Instructions for the task:
Exactly as given, output all the records that follow.
-.-.-
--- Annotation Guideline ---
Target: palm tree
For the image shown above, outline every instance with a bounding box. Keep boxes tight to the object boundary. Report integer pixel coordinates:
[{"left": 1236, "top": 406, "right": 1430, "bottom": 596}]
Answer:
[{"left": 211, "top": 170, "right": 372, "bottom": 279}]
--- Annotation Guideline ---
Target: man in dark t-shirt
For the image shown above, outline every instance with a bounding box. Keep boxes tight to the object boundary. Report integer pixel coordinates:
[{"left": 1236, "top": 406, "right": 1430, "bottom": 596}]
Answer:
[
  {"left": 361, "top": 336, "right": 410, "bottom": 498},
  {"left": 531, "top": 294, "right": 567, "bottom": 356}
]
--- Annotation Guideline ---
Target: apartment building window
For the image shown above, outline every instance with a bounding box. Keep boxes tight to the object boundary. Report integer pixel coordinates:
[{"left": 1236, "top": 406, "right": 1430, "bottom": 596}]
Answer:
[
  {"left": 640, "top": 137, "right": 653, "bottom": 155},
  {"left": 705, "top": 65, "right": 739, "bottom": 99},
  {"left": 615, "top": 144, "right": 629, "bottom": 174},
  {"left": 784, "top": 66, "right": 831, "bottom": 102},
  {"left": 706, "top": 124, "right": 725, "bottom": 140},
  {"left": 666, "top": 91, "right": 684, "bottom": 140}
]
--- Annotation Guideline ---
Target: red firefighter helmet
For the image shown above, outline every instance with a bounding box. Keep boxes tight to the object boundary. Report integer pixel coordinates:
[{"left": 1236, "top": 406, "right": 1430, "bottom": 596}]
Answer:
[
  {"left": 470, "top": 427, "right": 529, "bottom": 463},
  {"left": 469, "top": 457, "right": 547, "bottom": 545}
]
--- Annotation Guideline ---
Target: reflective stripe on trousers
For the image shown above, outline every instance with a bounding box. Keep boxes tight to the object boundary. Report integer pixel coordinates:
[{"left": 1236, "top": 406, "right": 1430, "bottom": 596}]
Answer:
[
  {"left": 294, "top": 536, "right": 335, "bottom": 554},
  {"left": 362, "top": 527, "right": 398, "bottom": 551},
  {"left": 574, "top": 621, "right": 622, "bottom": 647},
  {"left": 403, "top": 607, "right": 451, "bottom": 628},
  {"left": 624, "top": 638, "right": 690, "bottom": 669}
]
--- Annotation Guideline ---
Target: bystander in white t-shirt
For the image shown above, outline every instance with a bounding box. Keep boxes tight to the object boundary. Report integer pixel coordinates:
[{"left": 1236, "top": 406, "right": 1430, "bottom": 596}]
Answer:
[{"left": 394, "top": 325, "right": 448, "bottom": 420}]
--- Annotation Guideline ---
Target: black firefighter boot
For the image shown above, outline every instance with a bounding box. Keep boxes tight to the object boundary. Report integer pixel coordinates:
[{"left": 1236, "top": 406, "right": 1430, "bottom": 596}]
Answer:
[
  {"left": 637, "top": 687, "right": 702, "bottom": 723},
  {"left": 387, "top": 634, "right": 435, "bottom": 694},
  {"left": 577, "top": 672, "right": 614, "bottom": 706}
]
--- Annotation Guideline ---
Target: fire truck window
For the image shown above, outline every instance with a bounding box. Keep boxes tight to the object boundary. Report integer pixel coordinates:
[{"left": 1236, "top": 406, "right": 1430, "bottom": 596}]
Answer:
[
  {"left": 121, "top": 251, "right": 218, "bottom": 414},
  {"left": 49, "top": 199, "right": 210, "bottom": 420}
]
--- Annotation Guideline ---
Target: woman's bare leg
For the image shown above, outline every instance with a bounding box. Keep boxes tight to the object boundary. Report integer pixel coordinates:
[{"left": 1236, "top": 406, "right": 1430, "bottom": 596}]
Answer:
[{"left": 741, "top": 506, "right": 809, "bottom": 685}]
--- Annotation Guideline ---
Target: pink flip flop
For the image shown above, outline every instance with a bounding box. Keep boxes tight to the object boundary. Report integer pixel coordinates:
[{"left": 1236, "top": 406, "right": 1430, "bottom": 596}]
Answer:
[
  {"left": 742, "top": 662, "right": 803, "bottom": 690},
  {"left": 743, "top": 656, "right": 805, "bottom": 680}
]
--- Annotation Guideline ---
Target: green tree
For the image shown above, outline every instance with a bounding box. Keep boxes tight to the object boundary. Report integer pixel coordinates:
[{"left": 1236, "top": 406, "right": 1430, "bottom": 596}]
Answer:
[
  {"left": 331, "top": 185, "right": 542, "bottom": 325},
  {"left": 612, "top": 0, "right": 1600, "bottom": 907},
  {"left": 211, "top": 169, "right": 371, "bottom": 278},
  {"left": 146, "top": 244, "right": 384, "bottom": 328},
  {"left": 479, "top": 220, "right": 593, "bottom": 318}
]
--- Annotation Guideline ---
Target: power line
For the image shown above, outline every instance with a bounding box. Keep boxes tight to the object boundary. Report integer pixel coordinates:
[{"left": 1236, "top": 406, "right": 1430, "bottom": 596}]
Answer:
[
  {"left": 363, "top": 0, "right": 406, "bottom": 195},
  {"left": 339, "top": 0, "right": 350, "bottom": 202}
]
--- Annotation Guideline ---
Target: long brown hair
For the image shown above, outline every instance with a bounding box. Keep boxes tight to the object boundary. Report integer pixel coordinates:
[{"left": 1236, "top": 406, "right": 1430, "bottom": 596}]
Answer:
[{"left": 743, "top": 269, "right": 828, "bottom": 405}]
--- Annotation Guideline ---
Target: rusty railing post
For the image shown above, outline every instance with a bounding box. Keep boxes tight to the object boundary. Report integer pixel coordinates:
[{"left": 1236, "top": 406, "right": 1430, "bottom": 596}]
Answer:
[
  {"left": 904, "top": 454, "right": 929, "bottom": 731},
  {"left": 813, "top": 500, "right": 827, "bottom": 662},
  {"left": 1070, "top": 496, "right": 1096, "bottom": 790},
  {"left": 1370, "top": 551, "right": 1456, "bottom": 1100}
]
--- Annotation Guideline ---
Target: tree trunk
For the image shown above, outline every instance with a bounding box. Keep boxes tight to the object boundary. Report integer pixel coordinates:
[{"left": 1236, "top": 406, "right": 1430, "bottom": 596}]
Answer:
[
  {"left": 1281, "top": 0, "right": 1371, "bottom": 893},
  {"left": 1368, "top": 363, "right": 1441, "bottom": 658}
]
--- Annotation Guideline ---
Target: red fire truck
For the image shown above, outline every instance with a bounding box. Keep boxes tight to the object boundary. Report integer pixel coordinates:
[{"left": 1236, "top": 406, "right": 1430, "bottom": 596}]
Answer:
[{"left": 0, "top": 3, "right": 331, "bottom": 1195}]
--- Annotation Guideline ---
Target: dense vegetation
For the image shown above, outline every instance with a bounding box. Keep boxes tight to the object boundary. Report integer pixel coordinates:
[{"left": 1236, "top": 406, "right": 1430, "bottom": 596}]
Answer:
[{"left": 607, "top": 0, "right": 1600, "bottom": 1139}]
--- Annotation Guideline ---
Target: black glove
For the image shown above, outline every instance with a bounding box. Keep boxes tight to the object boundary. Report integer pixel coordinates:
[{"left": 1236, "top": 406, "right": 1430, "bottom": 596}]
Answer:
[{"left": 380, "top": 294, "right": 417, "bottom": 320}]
-.-.-
Written answer:
--- Annotation Guideline ---
Target: palm tree
For the image shown above, outline every instance with a bounding box. Keep boxes tight to the object boundary. Report integer pixel coordinates:
[{"left": 1236, "top": 406, "right": 1430, "bottom": 596}]
Answer:
[{"left": 211, "top": 170, "right": 372, "bottom": 279}]
--- Annotation Guideline ---
Target: man in dark t-shirt
For the image shown above, outline every instance with a bounding box. Keep boxes tight to the object boundary. Report integer pixel coordinates:
[{"left": 1236, "top": 406, "right": 1430, "bottom": 596}]
Answer:
[
  {"left": 361, "top": 336, "right": 410, "bottom": 498},
  {"left": 531, "top": 294, "right": 567, "bottom": 356}
]
--- Annotation Guideline ---
Target: apartment building window
For the image shown above, outline every instance with a bounding box. Keep boxes tight to the object boundary. Report integer pixel coordinates:
[{"left": 1236, "top": 406, "right": 1430, "bottom": 596}]
Answer:
[
  {"left": 640, "top": 137, "right": 653, "bottom": 155},
  {"left": 705, "top": 65, "right": 739, "bottom": 99},
  {"left": 615, "top": 144, "right": 629, "bottom": 174},
  {"left": 784, "top": 66, "right": 831, "bottom": 102},
  {"left": 706, "top": 124, "right": 725, "bottom": 140},
  {"left": 666, "top": 91, "right": 684, "bottom": 140}
]
--- Annotation Guideline ---
Target: red firefighter helmet
For the image shown above, outline every instance with a bounding box. Keep boxes tight to the object boundary. Report integer pixel coordinates:
[{"left": 1236, "top": 406, "right": 1430, "bottom": 596}]
Answer:
[
  {"left": 470, "top": 427, "right": 529, "bottom": 463},
  {"left": 469, "top": 457, "right": 547, "bottom": 545}
]
--- Annotation Guideline ---
Target: reflective stripe on trousers
For the image shown above, outline every instance with a bounding box. Keep boxes tight to the object boundary. Report integer pixel coordinates:
[{"left": 1236, "top": 406, "right": 1430, "bottom": 596}]
Answer:
[
  {"left": 294, "top": 536, "right": 335, "bottom": 554},
  {"left": 362, "top": 527, "right": 398, "bottom": 551},
  {"left": 574, "top": 621, "right": 622, "bottom": 647},
  {"left": 403, "top": 607, "right": 451, "bottom": 628},
  {"left": 624, "top": 638, "right": 690, "bottom": 669}
]
--- Annotation Guideline ---
Target: bystander in white t-shirt
For the image shown above, outline every instance with a bounding box. Keep boxes tight to the object boundary. Report integer pixel coordinates:
[{"left": 1236, "top": 406, "right": 1430, "bottom": 596}]
Answer:
[{"left": 394, "top": 325, "right": 448, "bottom": 420}]
--- Annotation Guideline ---
Target: black firefighter boot
For the image shown above, outline every instance with a bounding box. Keep boxes tight to the object boundary. Report integer pixel coordinates:
[{"left": 1236, "top": 406, "right": 1430, "bottom": 596}]
Answer:
[
  {"left": 637, "top": 687, "right": 702, "bottom": 723},
  {"left": 387, "top": 634, "right": 435, "bottom": 694},
  {"left": 577, "top": 672, "right": 614, "bottom": 706}
]
--- Annotation Guideline ---
Target: fire truck window
For the image shown above, outline every instance with a bounding box. Keep boxes tight to the object boundary. Report integer pixel coordinates:
[{"left": 1236, "top": 406, "right": 1430, "bottom": 596}]
Answer:
[
  {"left": 121, "top": 251, "right": 218, "bottom": 414},
  {"left": 49, "top": 199, "right": 210, "bottom": 420}
]
--- Annotation Guideline ---
Target: woman's bare leg
For the image shown above, outline every instance with a bounding box. Keep boxes tight to the object boundary. Report integer pixel coordinates:
[{"left": 1236, "top": 406, "right": 1430, "bottom": 596}]
Answer:
[{"left": 741, "top": 506, "right": 809, "bottom": 685}]
--- Annotation Guideline ---
Target: pink flip flop
For the image shown above, outline every instance with a bounding box. Keep boxes tight to the object boundary. Report integer pixel coordinates:
[{"left": 1236, "top": 406, "right": 1430, "bottom": 596}]
Answer:
[
  {"left": 742, "top": 662, "right": 803, "bottom": 690},
  {"left": 743, "top": 656, "right": 805, "bottom": 680}
]
--- Annotation Guideline ---
Target: green tree
For the image shown above, outline every instance with a bounding box. Keep boxes tight to the object boundary. Report integer pixel coordinates:
[{"left": 1236, "top": 406, "right": 1430, "bottom": 596}]
Answer:
[
  {"left": 331, "top": 185, "right": 542, "bottom": 325},
  {"left": 612, "top": 0, "right": 1600, "bottom": 907},
  {"left": 211, "top": 169, "right": 371, "bottom": 278},
  {"left": 146, "top": 244, "right": 384, "bottom": 328},
  {"left": 479, "top": 220, "right": 593, "bottom": 318}
]
--- Annotation Guideline ---
Target: power line
For the image shown above, outline every instance with a bounding box. Keep boxes tight to the object boundary. Report integer pixel coordinates:
[{"left": 1236, "top": 406, "right": 1430, "bottom": 596}]
Answer:
[
  {"left": 363, "top": 0, "right": 406, "bottom": 195},
  {"left": 339, "top": 0, "right": 350, "bottom": 202}
]
--- Annotation Guideline ---
Target: long brown hair
For the image shown above, outline every instance with a bounding box. Keep boxes tight to the object boundary. Report integer pixel coordinates:
[{"left": 1236, "top": 406, "right": 1430, "bottom": 596}]
Answer:
[{"left": 743, "top": 269, "right": 828, "bottom": 405}]
--- Annotation Guideline ---
Target: rusty railing post
For the image shown above, outline every instance with a bounding box. Keep boxes tight to the object boundary. Report integer pixel coordinates:
[{"left": 1236, "top": 406, "right": 1430, "bottom": 596}]
Answer:
[
  {"left": 904, "top": 454, "right": 929, "bottom": 731},
  {"left": 813, "top": 500, "right": 827, "bottom": 662},
  {"left": 1070, "top": 496, "right": 1096, "bottom": 790},
  {"left": 1370, "top": 551, "right": 1456, "bottom": 1100}
]
--- Annotation Guideline ---
Target: tree trunk
For the image shown above, outline every instance with a bounding box. Keep boxes tight to the object boundary. Report integer pixel coordinates:
[{"left": 1236, "top": 406, "right": 1430, "bottom": 596}]
Answer:
[
  {"left": 1281, "top": 0, "right": 1371, "bottom": 893},
  {"left": 1368, "top": 363, "right": 1441, "bottom": 658}
]
--- Annotation Guideline ---
Target: red fire truck
For the image shown above, outline every instance with a bounding box. Keep boxes tight to the object boundary. Report integer pixel coordinates:
[{"left": 1236, "top": 406, "right": 1430, "bottom": 596}]
Answer:
[{"left": 0, "top": 3, "right": 331, "bottom": 1195}]
--- Annotation Guideline ---
Target: dense vegetation
For the image shown above, outline every instance with a bounding box. Keep boxes tight to the object boundary. Report integer pixel coordinates:
[{"left": 1236, "top": 406, "right": 1430, "bottom": 596}]
Answer:
[{"left": 607, "top": 0, "right": 1600, "bottom": 1139}]
--- Annotation Guideline ---
Target: black glove
For the image shown above, outline every instance with a bounding box. Keep boxes tight to the object boundary. Report integer pixel coordinates:
[{"left": 1236, "top": 406, "right": 1430, "bottom": 596}]
Answer:
[{"left": 380, "top": 294, "right": 417, "bottom": 320}]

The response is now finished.